Point annotation dataset records:
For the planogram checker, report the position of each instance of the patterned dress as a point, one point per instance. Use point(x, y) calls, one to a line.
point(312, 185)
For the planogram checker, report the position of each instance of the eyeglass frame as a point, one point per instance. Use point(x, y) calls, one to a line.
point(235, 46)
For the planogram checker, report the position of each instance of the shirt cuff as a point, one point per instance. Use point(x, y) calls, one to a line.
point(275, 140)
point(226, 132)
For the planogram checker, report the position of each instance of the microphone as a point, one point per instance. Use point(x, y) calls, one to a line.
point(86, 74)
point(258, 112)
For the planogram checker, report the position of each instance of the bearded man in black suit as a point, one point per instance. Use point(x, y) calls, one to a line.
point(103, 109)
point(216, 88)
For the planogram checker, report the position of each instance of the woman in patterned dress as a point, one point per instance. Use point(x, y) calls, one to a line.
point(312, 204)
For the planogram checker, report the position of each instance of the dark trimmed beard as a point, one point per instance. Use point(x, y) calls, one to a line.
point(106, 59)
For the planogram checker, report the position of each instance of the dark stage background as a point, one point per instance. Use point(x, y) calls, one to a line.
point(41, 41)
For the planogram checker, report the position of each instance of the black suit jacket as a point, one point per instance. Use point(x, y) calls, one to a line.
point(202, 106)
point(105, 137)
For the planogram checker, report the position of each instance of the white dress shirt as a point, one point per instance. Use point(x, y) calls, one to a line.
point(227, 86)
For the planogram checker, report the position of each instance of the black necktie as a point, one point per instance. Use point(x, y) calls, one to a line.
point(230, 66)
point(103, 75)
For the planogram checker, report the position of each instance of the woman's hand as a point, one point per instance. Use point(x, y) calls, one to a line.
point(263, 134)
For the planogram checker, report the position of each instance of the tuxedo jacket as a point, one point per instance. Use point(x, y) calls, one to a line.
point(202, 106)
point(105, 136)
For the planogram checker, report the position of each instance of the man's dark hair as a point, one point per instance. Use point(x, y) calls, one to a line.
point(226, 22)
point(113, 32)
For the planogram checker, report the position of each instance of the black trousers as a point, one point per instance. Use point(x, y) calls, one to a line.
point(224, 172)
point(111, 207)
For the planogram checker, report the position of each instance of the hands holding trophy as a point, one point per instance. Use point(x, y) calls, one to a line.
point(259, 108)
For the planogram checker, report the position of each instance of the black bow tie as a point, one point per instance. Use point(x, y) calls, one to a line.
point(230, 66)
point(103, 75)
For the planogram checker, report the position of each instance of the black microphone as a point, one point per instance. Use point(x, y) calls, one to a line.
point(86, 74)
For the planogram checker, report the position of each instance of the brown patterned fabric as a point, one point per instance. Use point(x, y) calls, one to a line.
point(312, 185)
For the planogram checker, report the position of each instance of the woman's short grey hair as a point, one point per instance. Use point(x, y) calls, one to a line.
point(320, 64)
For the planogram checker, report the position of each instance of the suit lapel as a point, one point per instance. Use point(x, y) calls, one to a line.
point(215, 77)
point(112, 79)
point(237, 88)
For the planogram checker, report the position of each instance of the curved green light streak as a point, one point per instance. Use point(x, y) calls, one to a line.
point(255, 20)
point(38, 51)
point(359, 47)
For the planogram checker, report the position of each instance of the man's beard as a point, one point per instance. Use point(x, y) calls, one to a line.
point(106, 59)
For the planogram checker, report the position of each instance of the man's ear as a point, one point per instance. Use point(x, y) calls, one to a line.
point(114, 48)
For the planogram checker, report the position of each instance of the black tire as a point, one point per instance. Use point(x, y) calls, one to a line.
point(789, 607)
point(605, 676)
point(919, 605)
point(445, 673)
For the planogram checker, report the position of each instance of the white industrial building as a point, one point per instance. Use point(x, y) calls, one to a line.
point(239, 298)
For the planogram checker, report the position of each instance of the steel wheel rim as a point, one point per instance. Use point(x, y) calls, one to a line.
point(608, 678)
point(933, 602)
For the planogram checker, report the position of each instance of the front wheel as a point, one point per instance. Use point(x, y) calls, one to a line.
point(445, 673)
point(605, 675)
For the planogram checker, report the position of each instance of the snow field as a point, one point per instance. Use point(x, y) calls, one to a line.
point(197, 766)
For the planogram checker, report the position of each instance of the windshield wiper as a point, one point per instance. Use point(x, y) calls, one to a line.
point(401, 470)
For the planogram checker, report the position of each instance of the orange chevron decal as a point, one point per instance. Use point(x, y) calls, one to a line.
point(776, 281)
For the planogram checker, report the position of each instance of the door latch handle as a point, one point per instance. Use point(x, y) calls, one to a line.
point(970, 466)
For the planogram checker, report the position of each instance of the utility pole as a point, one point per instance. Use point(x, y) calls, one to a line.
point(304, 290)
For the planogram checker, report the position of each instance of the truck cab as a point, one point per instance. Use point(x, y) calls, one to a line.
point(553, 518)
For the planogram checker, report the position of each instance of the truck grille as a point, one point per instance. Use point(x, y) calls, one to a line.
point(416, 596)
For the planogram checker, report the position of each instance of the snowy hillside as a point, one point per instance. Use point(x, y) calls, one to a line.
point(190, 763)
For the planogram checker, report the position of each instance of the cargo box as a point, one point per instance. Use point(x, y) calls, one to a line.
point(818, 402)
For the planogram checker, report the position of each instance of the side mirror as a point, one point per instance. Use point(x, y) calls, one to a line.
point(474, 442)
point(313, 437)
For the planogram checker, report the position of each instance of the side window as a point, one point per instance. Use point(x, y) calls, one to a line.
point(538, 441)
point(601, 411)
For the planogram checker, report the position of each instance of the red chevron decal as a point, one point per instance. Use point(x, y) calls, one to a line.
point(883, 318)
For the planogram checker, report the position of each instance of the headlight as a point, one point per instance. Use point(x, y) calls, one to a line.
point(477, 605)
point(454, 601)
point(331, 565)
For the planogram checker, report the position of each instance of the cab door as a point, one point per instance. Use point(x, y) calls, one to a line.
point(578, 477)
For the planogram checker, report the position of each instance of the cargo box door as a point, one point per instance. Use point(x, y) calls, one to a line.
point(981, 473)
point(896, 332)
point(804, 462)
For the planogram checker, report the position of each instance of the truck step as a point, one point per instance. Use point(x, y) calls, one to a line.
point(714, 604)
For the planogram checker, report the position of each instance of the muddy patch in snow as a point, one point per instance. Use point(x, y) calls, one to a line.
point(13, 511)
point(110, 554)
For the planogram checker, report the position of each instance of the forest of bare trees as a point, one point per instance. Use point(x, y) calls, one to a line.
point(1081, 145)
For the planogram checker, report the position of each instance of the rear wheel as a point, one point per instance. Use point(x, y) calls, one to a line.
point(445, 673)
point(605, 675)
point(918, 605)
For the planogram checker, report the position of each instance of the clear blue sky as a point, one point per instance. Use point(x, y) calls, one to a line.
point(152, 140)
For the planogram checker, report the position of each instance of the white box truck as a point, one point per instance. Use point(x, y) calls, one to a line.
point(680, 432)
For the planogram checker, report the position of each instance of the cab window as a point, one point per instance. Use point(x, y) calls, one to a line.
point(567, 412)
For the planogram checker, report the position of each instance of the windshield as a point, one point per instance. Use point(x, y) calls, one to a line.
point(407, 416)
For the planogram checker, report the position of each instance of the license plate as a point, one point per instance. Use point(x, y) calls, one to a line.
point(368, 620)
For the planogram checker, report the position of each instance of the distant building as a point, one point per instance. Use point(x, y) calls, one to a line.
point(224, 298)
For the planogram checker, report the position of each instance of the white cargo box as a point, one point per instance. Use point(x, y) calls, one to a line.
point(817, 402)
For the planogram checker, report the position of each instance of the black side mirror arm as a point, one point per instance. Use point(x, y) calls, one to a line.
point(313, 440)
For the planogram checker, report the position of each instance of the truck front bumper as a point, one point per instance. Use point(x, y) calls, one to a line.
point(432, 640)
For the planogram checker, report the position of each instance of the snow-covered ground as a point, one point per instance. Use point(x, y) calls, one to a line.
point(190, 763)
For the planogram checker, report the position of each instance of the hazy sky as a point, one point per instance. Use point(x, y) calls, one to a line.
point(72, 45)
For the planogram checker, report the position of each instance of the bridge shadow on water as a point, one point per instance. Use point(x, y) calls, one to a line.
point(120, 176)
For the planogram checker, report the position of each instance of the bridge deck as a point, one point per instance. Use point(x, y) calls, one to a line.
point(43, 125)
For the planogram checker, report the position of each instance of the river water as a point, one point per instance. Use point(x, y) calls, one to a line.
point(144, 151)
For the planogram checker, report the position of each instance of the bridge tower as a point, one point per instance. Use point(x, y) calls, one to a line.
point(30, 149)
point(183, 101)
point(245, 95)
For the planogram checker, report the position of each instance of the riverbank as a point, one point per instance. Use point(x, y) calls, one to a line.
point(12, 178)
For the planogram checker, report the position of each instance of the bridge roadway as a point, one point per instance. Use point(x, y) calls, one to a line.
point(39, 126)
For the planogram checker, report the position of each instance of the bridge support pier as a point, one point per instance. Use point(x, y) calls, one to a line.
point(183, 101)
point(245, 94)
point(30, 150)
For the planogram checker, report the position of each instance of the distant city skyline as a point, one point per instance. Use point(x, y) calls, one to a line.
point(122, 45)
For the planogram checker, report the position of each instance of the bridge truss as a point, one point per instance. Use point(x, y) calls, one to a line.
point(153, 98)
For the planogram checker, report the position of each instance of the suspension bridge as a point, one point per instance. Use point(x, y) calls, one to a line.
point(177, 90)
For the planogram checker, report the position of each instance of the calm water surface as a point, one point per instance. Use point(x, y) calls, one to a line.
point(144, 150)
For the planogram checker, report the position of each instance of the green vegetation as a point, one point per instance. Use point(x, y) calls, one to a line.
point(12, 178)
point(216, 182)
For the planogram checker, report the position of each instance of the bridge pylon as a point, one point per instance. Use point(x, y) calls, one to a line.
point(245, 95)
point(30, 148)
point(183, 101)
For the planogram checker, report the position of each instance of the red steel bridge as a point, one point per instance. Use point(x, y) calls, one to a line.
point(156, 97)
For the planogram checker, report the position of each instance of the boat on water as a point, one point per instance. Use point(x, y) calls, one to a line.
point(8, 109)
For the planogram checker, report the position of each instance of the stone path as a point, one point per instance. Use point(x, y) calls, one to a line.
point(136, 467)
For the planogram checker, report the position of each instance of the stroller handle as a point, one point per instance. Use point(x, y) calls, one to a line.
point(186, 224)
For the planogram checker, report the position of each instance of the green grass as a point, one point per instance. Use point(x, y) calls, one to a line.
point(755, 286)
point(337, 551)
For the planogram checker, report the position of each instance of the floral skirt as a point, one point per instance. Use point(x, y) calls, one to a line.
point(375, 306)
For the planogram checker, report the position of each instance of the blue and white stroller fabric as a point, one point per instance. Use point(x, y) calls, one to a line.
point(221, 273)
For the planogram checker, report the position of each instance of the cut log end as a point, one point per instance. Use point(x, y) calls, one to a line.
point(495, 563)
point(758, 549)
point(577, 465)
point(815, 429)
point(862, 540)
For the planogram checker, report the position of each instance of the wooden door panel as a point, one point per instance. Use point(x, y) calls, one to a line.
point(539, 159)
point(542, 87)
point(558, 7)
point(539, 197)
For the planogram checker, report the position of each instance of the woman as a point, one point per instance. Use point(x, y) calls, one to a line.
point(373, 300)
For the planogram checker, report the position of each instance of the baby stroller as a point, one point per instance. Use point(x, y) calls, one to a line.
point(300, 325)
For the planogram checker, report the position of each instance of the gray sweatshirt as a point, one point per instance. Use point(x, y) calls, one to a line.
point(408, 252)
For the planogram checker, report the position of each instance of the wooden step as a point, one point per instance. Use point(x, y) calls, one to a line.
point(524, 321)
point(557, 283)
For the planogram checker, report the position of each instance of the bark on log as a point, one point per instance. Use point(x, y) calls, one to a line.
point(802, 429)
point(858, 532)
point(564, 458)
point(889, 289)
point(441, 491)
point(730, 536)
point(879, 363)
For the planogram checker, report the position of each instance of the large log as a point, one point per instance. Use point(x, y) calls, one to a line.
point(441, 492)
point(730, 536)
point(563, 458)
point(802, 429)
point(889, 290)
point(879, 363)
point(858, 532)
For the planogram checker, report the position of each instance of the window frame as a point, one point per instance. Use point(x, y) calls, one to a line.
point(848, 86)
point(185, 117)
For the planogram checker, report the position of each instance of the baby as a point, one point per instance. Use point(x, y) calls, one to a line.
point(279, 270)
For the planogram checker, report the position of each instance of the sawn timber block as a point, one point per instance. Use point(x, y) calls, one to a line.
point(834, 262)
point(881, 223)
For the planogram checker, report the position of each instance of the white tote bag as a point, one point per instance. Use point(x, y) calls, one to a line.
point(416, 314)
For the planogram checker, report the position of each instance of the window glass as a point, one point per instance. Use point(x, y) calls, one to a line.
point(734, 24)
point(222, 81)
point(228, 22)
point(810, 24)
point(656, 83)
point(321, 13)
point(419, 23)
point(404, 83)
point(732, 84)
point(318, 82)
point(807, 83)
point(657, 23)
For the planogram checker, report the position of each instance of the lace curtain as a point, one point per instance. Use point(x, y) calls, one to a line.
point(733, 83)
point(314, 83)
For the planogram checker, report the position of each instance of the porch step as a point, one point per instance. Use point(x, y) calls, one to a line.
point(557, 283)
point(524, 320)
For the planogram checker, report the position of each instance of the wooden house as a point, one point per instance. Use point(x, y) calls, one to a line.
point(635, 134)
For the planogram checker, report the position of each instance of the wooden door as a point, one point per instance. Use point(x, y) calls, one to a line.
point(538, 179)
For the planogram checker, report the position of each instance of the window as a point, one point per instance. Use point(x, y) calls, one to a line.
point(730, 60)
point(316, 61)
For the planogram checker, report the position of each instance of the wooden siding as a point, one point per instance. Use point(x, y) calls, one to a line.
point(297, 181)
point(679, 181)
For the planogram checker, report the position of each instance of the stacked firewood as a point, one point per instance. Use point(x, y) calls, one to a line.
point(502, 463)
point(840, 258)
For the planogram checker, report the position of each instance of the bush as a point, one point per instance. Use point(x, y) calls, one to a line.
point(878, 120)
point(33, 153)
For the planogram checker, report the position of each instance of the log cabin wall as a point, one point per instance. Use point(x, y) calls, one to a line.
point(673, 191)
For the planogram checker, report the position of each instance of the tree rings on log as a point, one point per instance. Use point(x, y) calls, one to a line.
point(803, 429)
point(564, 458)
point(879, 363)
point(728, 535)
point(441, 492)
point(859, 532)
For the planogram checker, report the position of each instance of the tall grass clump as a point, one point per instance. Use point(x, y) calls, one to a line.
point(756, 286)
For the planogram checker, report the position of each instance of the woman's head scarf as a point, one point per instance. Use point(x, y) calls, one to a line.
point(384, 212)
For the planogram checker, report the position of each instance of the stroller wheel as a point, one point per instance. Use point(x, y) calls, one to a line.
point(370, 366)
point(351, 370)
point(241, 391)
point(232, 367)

GOAL - Change "planogram checker" to "shelf audit tool" in the records, starting at the line that contains "of the bearded" and ending at the line that contains "point(312, 204)". Give only those lines, with nothing else altered.

WORKED SOLUTION -
For the shelf audit tool, report the position of each instance of the bearded man in black suit as a point, one point per instance. Use point(x, y) calls, one to a line.
point(103, 109)
point(216, 88)
For the shelf audit tool, report the position of each instance of the woman in patterned dress as a point, one point per instance. Use point(x, y) calls, one to a line.
point(312, 204)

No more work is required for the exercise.